Supplied passage:
My Electric Pickup Truck
Why an electric truck? There are lots of reasons. For me, I've found that in the last 25 years of commuting, I've never gone over 15 miles (one way) to work. In fact, I currently work only two miles from home. (The time-weighted average is 7.8 miles.) So I don't like to spend a lot of time driving. My wife drives even less. We find that most of our trips are, in fact, short trips. We also find that our ICE (internal combustion engine) cars often need new engines at 50,000 miles, despite regular oil changes, and that the largest repair bill is replacing brake pads and shoes. So while others may find the maximum range of an electric vehicle a limitation, we find that the minimum range of an ICE vehicle (the time it takes to warm up and work efficiently and meet emission specifications) is also a problem. Also, we prefer the convenience of charging at home overnight to stopping at gas stations periodically.
We also like the fact that electricity can be efficiently generated from a wide variety of fuels and renewable resources. Of course, while the truck itself does not pollute air or water directly, the centralized power generation stations generate a small fraction of the pollution in vehicles (see Phil Karn's analysis). Since much of our electricity in Oregon comes from hydropower, there is also less contribution to greenhouse gases.
This is my electric 1994 Chevy S10, converted in 1994 by US Electricar. It uses the GM/Hughes Dolphin AC drive, which is no longer made. The motor is a 3-phase AC motor with 15 KW continuous and 50KW peak power. The batteries are the 52 original Hawker Genesis 42AH batteries, configured in two 312V strings. The 3 KW charger is built into the motor controller box and runs on either 240 or 120V AC. The controller box also contains the DC-DC converter for running the 12V systems from the main pack. It uses an E-Meter to improve on the accuracy of the voltage-based, built-in "fuel gauge".

Records supplied:

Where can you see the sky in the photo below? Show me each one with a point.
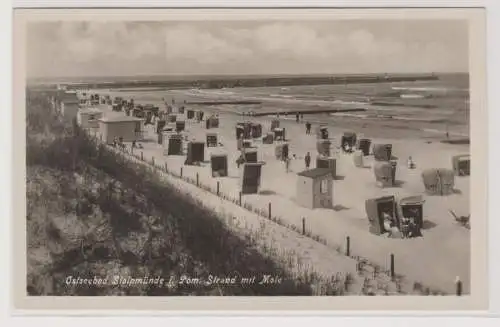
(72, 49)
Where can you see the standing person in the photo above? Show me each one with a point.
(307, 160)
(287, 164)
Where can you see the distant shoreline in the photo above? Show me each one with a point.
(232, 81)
* * *
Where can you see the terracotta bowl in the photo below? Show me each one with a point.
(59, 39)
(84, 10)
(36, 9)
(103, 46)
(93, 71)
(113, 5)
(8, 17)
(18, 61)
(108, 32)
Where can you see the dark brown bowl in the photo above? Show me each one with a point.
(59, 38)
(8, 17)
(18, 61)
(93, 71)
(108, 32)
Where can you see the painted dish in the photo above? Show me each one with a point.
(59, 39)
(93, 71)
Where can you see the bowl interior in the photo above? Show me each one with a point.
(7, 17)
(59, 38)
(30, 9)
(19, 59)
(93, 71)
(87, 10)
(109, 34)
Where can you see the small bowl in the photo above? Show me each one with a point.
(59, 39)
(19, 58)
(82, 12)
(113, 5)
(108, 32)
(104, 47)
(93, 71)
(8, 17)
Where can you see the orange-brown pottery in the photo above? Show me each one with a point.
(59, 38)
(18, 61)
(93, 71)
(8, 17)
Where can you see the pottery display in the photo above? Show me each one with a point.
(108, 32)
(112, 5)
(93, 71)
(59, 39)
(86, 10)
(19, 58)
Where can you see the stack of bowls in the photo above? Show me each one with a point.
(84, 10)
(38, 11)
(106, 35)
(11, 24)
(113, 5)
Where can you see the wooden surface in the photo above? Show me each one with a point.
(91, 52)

Tasks to perform:
1. Reproduce word for word the passage of the electric pickup truck text starting at "We also like" and ending at "to greenhouse gases.".
2. In the electric pickup truck text, which drive system does the converted 1994 Chevy S10 use?

Responses per task:
1.
We also like the fact that electricity can be efficiently generated from a wide variety of fuels and renewable resources. Of course, while the truck itself does not pollute air or water directly, the centralized power generation stations generate a small fraction of the pollution in vehicles (see Phil Karn's analysis). Since much of our electricity in Oregon comes from hydropower, there is also less contribution to greenhouse gases.

2. The GM/Hughes Dolphin AC drive.